● **GIVEN EXERCISE**:
Identify every line in the material below that contains the word "leaf", and copy each of those lines.

Excerpts of labeled region data
## START

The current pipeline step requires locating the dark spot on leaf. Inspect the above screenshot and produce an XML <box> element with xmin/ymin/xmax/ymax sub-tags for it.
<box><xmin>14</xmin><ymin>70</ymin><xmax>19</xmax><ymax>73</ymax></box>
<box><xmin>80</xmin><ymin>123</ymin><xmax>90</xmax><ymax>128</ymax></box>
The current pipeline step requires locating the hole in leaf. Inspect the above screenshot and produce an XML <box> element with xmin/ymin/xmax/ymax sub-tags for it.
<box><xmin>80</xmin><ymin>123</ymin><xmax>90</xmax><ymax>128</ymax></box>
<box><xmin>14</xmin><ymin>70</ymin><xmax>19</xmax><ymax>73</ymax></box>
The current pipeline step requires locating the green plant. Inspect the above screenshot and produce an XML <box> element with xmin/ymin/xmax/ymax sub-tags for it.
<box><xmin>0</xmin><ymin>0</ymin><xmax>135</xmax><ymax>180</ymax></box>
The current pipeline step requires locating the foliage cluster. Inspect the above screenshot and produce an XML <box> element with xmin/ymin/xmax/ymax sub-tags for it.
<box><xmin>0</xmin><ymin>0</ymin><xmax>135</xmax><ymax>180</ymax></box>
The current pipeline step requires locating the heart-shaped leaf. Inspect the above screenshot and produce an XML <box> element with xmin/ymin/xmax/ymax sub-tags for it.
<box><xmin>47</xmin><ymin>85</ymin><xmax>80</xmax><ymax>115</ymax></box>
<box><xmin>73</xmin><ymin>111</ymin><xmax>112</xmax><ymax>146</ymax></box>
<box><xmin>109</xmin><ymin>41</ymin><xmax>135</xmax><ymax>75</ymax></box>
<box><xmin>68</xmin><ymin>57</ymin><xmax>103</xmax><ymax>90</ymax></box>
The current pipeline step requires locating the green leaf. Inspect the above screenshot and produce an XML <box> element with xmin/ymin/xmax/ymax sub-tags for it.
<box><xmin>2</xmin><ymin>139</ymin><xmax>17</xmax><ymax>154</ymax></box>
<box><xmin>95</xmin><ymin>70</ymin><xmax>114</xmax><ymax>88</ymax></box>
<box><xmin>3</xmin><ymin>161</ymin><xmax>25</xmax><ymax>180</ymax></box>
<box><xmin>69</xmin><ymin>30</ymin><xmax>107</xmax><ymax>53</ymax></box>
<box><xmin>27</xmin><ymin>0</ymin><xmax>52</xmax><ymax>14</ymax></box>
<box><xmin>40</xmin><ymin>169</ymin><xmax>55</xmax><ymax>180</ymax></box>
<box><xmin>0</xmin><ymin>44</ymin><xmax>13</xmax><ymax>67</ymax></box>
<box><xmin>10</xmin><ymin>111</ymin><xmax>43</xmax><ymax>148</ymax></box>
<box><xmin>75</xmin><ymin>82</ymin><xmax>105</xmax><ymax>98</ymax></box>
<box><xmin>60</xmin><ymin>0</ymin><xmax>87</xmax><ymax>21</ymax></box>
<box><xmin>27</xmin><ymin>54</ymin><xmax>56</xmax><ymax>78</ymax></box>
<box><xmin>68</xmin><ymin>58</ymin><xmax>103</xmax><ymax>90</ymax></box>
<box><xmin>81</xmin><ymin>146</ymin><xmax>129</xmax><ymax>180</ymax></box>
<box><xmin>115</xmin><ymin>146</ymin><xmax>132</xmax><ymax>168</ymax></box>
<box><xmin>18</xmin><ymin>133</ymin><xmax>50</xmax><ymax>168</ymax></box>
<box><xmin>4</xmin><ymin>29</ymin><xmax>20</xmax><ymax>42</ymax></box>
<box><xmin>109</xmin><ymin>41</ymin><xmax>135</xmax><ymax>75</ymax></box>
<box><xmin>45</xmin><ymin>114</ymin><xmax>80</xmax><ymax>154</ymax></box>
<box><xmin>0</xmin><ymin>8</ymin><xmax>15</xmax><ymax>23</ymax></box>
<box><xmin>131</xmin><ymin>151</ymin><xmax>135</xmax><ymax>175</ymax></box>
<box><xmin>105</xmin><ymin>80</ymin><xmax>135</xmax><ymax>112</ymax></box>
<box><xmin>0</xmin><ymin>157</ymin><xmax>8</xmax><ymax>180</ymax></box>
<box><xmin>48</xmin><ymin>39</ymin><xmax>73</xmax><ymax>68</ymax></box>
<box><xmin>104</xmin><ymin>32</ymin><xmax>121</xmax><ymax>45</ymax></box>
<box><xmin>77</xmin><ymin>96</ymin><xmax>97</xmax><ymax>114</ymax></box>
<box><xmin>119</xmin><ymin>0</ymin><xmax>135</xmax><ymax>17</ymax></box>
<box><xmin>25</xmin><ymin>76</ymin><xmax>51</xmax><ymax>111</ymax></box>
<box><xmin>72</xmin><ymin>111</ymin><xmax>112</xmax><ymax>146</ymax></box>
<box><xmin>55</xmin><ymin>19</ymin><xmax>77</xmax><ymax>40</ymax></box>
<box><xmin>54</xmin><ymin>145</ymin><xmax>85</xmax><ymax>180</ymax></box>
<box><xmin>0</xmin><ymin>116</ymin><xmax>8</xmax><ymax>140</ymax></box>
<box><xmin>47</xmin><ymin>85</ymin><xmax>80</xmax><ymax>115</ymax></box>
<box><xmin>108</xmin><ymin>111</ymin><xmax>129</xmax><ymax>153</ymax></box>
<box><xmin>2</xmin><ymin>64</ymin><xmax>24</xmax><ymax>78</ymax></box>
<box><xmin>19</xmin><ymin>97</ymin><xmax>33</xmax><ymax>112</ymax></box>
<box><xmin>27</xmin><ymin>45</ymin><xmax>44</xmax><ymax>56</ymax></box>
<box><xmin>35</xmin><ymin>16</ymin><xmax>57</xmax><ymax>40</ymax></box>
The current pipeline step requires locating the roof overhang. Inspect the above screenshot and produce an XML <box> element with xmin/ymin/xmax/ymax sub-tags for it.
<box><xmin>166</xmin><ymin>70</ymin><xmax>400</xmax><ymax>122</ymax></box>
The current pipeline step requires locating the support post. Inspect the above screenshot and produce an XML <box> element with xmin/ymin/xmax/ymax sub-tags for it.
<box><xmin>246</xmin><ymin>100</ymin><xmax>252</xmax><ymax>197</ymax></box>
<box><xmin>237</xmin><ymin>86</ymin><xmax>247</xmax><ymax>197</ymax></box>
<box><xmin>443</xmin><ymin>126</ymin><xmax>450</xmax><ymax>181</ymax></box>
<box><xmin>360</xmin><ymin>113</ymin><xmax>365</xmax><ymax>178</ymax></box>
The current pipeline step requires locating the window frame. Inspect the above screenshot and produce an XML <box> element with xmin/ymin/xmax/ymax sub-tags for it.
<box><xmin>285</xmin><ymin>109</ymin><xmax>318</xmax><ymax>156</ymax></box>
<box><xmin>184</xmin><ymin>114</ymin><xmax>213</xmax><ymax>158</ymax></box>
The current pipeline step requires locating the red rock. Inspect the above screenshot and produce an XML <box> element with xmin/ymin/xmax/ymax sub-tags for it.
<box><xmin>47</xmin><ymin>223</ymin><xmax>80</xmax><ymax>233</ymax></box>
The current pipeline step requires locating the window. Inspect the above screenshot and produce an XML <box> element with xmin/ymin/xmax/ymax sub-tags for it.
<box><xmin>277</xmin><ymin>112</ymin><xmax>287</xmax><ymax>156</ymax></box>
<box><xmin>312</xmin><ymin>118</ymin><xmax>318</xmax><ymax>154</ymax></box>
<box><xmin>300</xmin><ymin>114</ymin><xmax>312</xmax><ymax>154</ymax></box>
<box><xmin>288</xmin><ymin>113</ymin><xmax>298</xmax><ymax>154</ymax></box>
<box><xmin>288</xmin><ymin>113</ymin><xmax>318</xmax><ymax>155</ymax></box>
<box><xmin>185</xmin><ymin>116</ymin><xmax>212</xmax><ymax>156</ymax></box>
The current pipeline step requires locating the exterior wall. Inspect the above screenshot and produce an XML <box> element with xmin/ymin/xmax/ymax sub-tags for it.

## END

● **CORRECT RESULT**:
The current pipeline step requires locating the dark spot on leaf. Inspect the above screenshot and produce an XML <box> element with xmin/ymin/xmax/ymax sub-tags for it.
The current pipeline step requires locating the hole in leaf. Inspect the above screenshot and produce an XML <box> element with xmin/ymin/xmax/ymax sub-tags for it.
The current pipeline step requires locating the heart-shaped leaf. Inspect the above screenshot and produce an XML <box> element with xmin/ymin/xmax/ymax sub-tags for it.
The current pipeline step requires locating the green leaf. Inspect the above screenshot and produce an XML <box> element with xmin/ymin/xmax/ymax sub-tags for it.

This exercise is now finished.